Point placement items »

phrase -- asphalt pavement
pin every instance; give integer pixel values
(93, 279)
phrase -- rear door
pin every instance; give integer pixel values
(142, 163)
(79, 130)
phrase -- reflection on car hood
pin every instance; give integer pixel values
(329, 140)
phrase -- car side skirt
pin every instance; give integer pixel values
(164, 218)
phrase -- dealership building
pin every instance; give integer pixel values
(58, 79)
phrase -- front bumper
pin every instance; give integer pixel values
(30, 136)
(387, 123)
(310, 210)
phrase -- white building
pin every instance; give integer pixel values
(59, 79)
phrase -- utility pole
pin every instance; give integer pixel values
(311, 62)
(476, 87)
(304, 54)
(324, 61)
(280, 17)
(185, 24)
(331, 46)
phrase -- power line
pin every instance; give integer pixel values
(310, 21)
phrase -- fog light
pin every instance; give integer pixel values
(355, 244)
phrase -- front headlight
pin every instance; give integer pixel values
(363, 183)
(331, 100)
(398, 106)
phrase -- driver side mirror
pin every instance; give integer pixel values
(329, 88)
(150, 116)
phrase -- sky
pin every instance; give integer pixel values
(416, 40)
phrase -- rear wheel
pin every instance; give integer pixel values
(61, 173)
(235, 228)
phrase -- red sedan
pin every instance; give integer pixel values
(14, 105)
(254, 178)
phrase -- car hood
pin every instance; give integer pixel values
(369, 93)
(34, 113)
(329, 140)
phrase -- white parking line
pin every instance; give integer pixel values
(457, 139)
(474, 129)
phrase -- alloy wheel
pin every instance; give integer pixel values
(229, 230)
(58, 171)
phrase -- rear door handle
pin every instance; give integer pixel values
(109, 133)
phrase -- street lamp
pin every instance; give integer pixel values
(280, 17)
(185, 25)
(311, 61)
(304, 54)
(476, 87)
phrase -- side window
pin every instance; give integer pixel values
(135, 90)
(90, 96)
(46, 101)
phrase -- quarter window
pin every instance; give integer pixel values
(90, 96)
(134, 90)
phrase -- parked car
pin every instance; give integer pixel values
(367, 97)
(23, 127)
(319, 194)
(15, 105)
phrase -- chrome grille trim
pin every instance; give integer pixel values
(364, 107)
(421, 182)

SET PROBLEM »
Rewrite all the items, changing every "pin every instance" to "mark each instance" and leaving everything else as it is.

EXPECTED ANSWER »
phrase -- asphalt pavement
mark each instance; give integer pixel values
(93, 279)
phrase -- rear door
mark each instance; give integer pixel values
(142, 163)
(79, 130)
phrase -- reflection on car hood
mark each instance; give integer pixel values
(329, 140)
phrase -- car side skirt
mark each instance; give integer pixel values
(164, 218)
phrase -- dealership building
mark each instance; give integer pixel values
(58, 79)
phrase -- front bumper
mark each instance; give integer pixel values
(30, 136)
(387, 123)
(310, 210)
phrase -- white building
mark each instance; give integer pixel values
(59, 79)
phrase -- utility pole
mark each instance; give integer pixel values
(311, 62)
(476, 87)
(304, 54)
(324, 61)
(280, 17)
(185, 24)
(331, 46)
phrase -- power line
mark each instance; give integer pixel values
(310, 21)
phrase -- fog light
mark each instance; give integer pixel values
(355, 244)
phrase -- front headlight
mark each instance; give integer pixel values
(363, 183)
(331, 100)
(398, 106)
phrase -- driver side mirror
mark each instance; give integer pixel values
(329, 88)
(150, 116)
phrase -- sky
mark each instance; give integer pixel values
(416, 40)
phrase -- rear wheel
mark each instance; give integer pixel values
(61, 173)
(235, 228)
phrase -- red sedan
mark each instance; give integer pixel values
(14, 105)
(254, 178)
phrase -- car hood
mark each instance; give integer pixel values
(369, 93)
(34, 113)
(329, 140)
phrase -- white parking line
mark each instance; give integer pixel values
(457, 139)
(474, 129)
phrase -- alloy wheel
mark each instance; give integer pixel values
(229, 230)
(58, 171)
phrase -- rear door handle
mark each instance; give integer pixel values
(109, 133)
phrase -- street lamp
mark each instance; give integer pixel values
(280, 17)
(185, 25)
(311, 61)
(304, 54)
(476, 87)
phrase -- side window
mark each instance; give integer pixel values
(135, 90)
(90, 96)
(46, 101)
phrase -- quarter window
mark each instance; give integer pixel values
(90, 96)
(134, 90)
phrase -- parked car
mark each instance; give integer pixel values
(367, 97)
(23, 127)
(319, 194)
(15, 105)
phrase -- chrome grille trim
mark each instance; give integer pixel values
(364, 107)
(421, 182)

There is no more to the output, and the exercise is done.